**Material provided**
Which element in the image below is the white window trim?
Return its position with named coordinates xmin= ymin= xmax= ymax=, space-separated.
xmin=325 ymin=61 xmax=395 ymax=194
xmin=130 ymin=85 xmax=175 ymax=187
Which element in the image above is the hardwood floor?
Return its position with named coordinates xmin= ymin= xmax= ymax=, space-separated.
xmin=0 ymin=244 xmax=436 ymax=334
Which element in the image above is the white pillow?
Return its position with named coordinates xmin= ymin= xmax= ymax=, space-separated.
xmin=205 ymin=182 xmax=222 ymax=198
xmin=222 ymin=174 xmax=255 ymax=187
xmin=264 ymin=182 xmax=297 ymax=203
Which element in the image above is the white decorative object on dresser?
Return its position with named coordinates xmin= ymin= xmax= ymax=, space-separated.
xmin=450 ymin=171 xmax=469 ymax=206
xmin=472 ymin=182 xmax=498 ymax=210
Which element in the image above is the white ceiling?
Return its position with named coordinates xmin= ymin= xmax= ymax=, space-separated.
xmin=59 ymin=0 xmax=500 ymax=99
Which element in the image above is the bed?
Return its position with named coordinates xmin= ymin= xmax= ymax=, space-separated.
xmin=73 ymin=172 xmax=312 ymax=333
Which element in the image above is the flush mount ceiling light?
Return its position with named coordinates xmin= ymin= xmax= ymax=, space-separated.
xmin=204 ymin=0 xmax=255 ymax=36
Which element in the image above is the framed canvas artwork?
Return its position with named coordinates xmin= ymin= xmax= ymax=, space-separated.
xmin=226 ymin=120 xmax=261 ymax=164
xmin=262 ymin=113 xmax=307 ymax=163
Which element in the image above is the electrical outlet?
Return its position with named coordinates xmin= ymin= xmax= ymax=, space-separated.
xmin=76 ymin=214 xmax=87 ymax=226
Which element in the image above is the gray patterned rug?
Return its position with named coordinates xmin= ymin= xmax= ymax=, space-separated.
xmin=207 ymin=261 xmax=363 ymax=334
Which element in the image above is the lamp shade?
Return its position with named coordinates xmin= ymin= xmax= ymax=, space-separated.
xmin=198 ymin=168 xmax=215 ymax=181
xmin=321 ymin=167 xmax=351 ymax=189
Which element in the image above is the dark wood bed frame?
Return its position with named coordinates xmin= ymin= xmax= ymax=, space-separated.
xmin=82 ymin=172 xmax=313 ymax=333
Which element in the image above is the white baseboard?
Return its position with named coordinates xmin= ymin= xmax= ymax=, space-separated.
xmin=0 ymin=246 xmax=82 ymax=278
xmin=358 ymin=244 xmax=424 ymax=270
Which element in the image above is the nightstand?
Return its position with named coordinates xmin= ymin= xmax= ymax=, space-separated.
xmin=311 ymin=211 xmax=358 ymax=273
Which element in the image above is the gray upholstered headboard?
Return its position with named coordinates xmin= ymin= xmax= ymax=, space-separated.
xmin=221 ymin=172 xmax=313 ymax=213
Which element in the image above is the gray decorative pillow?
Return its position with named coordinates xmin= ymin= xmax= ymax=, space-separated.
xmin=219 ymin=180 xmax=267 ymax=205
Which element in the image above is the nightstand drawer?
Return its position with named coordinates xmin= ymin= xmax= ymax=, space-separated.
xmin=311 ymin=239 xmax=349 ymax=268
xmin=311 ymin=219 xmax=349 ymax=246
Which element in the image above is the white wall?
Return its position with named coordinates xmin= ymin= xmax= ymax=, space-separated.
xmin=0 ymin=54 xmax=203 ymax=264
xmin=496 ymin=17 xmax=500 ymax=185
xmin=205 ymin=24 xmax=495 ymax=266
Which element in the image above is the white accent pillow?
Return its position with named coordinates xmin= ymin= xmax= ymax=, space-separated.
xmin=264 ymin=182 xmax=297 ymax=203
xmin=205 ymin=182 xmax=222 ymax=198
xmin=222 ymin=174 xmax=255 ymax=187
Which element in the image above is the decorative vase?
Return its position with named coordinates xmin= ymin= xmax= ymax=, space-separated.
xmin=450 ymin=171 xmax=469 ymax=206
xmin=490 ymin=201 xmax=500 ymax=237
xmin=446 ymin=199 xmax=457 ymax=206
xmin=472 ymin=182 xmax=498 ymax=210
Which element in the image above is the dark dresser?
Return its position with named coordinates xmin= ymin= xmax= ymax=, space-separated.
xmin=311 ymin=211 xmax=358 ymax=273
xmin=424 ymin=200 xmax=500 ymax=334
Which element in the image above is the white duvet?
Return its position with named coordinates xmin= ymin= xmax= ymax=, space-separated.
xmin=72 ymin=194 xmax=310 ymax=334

**Problem details**
Reproduce the entire listing above verbatim, with no changes of any kind.

**Task answer**
Which element in the image below is the white window trim?
Return its position with named coordinates xmin= ymin= xmax= ymax=, space-separated.
xmin=325 ymin=61 xmax=395 ymax=194
xmin=130 ymin=85 xmax=175 ymax=187
Which element in the image above is the hardwood floor?
Return its position with named coordinates xmin= ymin= xmax= ymax=, space-separated.
xmin=0 ymin=244 xmax=436 ymax=334
Which element in the image above is the white pillow?
Return its position with named coordinates xmin= ymin= xmax= ymax=, space-separated.
xmin=205 ymin=182 xmax=222 ymax=198
xmin=222 ymin=174 xmax=255 ymax=187
xmin=264 ymin=182 xmax=297 ymax=203
Which element in the image above is the white decorative object on dresser?
Return its position with named coordinates xmin= ymin= xmax= ymax=, space-separated.
xmin=450 ymin=171 xmax=469 ymax=206
xmin=472 ymin=182 xmax=498 ymax=210
Which element in the image above is the white ceiling?
Return its position with named coordinates xmin= ymin= xmax= ymax=, space-separated.
xmin=59 ymin=0 xmax=500 ymax=99
Which element in the image above is the bed?
Return its position with named coordinates xmin= ymin= xmax= ymax=, space-separated.
xmin=73 ymin=172 xmax=312 ymax=333
Which element in the image above is the flush mount ceiling light?
Return its position with named coordinates xmin= ymin= xmax= ymax=, space-separated.
xmin=204 ymin=0 xmax=255 ymax=36
Which element in the image above is the framed canvas artwork?
Return its position with named coordinates xmin= ymin= xmax= ymax=, space-separated.
xmin=226 ymin=120 xmax=261 ymax=164
xmin=262 ymin=113 xmax=307 ymax=163
Which element in the image above is the electrical outlet?
Return its position with named coordinates xmin= ymin= xmax= ymax=, space-separated.
xmin=76 ymin=214 xmax=87 ymax=226
Which element in the image above is the gray patterned rug?
Return its position with named coordinates xmin= ymin= xmax= ymax=, space-separated.
xmin=207 ymin=261 xmax=363 ymax=334
Which element in the image above is the lamp shade?
Return its position with named coordinates xmin= ymin= xmax= ymax=, space-separated.
xmin=198 ymin=168 xmax=215 ymax=181
xmin=321 ymin=167 xmax=351 ymax=189
Which element in the image above is the dark wood bed frame?
Return its position with named coordinates xmin= ymin= xmax= ymax=, space-separated.
xmin=82 ymin=172 xmax=313 ymax=333
Which element in the image above is the white baseboard?
Return its position with named coordinates xmin= ymin= xmax= ymax=, space-separated.
xmin=0 ymin=246 xmax=82 ymax=278
xmin=358 ymin=244 xmax=424 ymax=270
Which element in the image above is the nightstand?
Return its position with named coordinates xmin= ymin= xmax= ymax=, space-separated.
xmin=311 ymin=211 xmax=358 ymax=273
Which element in the image above is the gray upholstered headboard?
Return its position with named coordinates xmin= ymin= xmax= ymax=, space-separated.
xmin=221 ymin=172 xmax=313 ymax=213
Which element in the image above is the gray decorative pillow?
Return its position with named coordinates xmin= ymin= xmax= ymax=, space-separated.
xmin=219 ymin=180 xmax=267 ymax=205
Which element in the image above is the nightstand drawer?
Return its position with named coordinates xmin= ymin= xmax= ymax=, space-separated.
xmin=311 ymin=239 xmax=349 ymax=268
xmin=311 ymin=219 xmax=349 ymax=246
Which element in the image above is the white wall?
Return its position with named coordinates xmin= ymin= xmax= ymax=, space-separated.
xmin=0 ymin=54 xmax=203 ymax=264
xmin=496 ymin=17 xmax=500 ymax=185
xmin=205 ymin=24 xmax=495 ymax=266
Which element in the image above is the white accent pillow?
Return its position with named coordinates xmin= ymin= xmax= ymax=, space-separated.
xmin=264 ymin=182 xmax=297 ymax=203
xmin=205 ymin=182 xmax=222 ymax=198
xmin=222 ymin=174 xmax=255 ymax=187
Which element in the image above is the decorative vase?
Return its position with named coordinates xmin= ymin= xmax= ymax=, space-separated.
xmin=450 ymin=171 xmax=469 ymax=206
xmin=490 ymin=201 xmax=500 ymax=237
xmin=446 ymin=199 xmax=457 ymax=206
xmin=472 ymin=182 xmax=498 ymax=210
Which element in the image above is the dark dresser?
Return its position with named coordinates xmin= ymin= xmax= ymax=, space-separated.
xmin=311 ymin=211 xmax=358 ymax=273
xmin=424 ymin=200 xmax=500 ymax=334
Which element in the image above is the white duvet?
Return its position with named coordinates xmin= ymin= xmax= ymax=, space-separated.
xmin=72 ymin=194 xmax=310 ymax=334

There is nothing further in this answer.